Задание A >>
Прочитайте отрывок ниже и ответьте, возле какого села стояла мельница семейств Плешковых и Кочетковых.

Отец Георгий Кочетков: Мы были первым поколением, от которого родители скрывали правду о самих себе

Продолжаем публикацию фрагментов книги «1917: моя жизнь после», которая выйдет в канун столетия Октябрьского переворота. Книга собрала личные и семейные истории, связывающие нас с нашим отломанным и несколько раз перевернутым прошлым

Сбор средств на издание книги продолжается на сайте planeta.ru; авторы будут признательны всем за помощь.

В нашей семье тоже было не принято вспоминать о «репрессированном» родственнике — моем двоюродном деде.

Плешковы и Кочетковы — это были большие купеческие, а потом и дворянские семейства — жили тогда в Тульской губернии, где занимались торговлей хлебом. У них была своя мельница, стоявшая близ села Куркино неподалеку от Куликова поля, муку и зерно они возили и в Москву, и, может быть, за границу в Европу.

Исходные данные >>

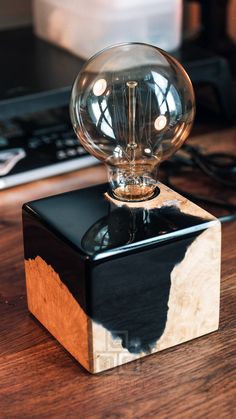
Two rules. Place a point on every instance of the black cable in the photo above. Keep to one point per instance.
(220, 167)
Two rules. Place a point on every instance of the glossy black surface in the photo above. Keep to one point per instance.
(115, 261)
(98, 228)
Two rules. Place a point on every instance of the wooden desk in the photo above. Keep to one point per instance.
(38, 378)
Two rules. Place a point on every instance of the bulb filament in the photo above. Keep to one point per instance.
(132, 145)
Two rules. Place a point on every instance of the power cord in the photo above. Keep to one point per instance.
(220, 167)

Задание B >>
Перепишите все строки, приведенные после отрывка, заменив в них «photo» на «image» и оставив остальное без изменений. Картинки в ответ не включайте.

Ответ A >>
Мельница стояла близ села Куркино.

Ответ B >>
Two rules. Place a point on every instance of the black cable in the image above. Keep to one point per instance.
(220, 167)
Two rules. Place a point on every instance of the glossy black surface in the image above. Keep to one point per instance.
(115, 261)
(98, 228)
Two rules. Place a point on every instance of the wooden desk in the image above. Keep to one point per instance.
(38, 378)
Two rules. Place a point on every instance of the bulb filament in the image above. Keep to one point per instance.
(132, 145)
Two rules. Place a point on every instance of the power cord in the image above. Keep to one point per instance.
(220, 167)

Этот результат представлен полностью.